Repeat verbatim, and only, the lines of the data below, beginning at the line that contains "Would you be able to pin the driftwood" and stopping after the line that contains "Would you be able to pin the distant".

[[ Records to use open ]]

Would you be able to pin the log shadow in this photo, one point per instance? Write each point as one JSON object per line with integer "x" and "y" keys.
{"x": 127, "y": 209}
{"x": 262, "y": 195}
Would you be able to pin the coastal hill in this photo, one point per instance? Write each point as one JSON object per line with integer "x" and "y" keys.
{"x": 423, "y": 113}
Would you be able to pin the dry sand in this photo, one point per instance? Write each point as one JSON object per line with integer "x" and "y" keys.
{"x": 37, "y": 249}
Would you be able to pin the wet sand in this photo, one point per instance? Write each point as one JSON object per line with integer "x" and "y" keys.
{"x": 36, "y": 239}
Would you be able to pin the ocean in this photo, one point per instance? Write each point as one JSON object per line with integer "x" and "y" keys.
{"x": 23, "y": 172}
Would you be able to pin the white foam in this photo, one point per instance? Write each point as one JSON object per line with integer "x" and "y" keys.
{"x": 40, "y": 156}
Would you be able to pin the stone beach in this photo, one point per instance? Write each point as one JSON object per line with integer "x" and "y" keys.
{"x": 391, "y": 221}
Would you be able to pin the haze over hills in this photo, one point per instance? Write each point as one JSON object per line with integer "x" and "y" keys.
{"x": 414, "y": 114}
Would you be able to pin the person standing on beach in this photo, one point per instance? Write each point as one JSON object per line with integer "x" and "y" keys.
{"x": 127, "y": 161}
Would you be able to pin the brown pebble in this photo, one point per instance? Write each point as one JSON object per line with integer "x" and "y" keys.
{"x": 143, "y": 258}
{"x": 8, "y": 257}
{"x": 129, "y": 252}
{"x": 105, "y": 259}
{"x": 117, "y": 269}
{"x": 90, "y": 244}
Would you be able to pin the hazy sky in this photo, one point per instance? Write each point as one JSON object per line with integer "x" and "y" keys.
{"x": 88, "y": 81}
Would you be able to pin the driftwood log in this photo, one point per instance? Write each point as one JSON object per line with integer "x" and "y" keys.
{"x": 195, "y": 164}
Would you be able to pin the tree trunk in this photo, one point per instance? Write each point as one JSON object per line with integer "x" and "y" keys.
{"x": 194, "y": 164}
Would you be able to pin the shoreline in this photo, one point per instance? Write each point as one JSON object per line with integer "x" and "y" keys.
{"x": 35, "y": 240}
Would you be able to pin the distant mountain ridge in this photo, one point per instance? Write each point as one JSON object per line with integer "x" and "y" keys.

[[ Records to use closed ]]
[[ Records to use open ]]

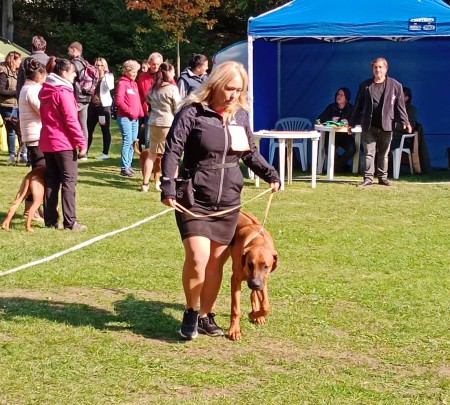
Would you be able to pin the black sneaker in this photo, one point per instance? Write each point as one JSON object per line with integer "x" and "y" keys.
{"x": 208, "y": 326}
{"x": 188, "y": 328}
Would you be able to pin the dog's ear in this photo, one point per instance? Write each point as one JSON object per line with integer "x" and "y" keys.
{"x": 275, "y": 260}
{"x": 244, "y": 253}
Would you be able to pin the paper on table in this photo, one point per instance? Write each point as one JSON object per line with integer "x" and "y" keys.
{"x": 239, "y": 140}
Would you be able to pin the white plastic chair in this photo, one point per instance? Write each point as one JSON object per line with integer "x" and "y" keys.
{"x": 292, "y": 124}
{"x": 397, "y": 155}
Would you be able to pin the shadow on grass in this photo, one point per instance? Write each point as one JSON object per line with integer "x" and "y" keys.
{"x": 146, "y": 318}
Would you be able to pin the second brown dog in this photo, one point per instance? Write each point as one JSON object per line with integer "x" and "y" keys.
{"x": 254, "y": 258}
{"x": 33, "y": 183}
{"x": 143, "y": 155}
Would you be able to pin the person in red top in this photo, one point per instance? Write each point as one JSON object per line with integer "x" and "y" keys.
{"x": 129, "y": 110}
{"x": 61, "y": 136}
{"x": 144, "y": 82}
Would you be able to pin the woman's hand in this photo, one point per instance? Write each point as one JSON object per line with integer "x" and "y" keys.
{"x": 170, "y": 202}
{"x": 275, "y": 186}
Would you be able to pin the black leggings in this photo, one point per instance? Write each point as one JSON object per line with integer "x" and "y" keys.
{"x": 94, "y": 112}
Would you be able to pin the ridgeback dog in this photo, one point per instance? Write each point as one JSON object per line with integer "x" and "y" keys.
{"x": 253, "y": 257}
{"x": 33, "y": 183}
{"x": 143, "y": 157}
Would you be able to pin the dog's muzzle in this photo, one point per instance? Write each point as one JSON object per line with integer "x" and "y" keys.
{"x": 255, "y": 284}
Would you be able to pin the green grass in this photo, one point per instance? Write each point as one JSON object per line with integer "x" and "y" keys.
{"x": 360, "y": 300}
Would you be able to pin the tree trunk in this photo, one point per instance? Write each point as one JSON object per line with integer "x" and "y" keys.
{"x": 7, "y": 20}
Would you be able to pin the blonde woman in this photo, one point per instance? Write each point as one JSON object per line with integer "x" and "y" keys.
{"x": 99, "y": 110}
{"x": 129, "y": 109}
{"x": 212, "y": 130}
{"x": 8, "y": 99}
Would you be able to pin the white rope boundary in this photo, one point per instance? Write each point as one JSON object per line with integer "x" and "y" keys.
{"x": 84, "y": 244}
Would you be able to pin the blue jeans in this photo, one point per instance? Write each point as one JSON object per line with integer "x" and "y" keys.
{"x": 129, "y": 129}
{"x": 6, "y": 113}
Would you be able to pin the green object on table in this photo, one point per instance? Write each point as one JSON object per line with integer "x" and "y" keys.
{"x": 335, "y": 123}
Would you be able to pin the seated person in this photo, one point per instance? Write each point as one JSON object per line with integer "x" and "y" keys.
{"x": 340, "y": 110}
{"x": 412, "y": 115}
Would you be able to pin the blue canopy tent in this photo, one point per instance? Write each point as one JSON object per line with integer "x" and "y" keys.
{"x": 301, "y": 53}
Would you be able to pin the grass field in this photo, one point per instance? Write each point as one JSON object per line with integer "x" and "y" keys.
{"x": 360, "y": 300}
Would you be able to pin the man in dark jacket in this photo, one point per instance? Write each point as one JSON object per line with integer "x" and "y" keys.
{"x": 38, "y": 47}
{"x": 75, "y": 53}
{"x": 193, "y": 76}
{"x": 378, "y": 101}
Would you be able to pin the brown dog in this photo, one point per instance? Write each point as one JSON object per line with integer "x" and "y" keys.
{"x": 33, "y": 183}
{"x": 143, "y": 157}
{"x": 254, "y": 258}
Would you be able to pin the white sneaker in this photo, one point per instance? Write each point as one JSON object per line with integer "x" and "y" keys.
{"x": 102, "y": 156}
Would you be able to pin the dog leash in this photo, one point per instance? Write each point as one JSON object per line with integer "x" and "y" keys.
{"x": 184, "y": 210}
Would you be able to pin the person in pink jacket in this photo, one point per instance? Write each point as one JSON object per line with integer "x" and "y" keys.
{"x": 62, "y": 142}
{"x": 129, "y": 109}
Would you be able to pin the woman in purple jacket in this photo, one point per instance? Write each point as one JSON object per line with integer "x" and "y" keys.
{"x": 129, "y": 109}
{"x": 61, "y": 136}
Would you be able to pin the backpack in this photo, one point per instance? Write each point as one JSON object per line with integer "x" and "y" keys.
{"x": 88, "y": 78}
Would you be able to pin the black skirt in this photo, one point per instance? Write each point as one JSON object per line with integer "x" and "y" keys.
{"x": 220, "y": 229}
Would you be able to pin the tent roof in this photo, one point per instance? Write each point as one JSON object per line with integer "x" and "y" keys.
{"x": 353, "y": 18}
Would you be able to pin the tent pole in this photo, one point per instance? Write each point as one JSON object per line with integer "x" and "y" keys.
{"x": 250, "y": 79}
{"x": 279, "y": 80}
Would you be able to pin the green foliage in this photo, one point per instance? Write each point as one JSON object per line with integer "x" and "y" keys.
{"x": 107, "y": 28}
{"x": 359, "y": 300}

[[ Records to use closed ]]

__Result of this exercise__:
Would you be able to pin the driftwood log in this photo, one point per instance? Write each point as one JSON object per line with integer "x" and "y" keys.
{"x": 195, "y": 164}
Would you be able to pin the tree trunk in this photo, one point per instance? Write each point as one JSON object per line with integer "x" and "y" keys.
{"x": 194, "y": 164}
Would you be able to pin the shoreline in this photo, one point per instance? Write each point as one JSON object per line with integer "x" and "y" keys.
{"x": 35, "y": 240}
Would you be able to pin the distant mountain ridge in this photo, one point per instance? Write each point as one JSON object per line with integer "x" and "y" keys.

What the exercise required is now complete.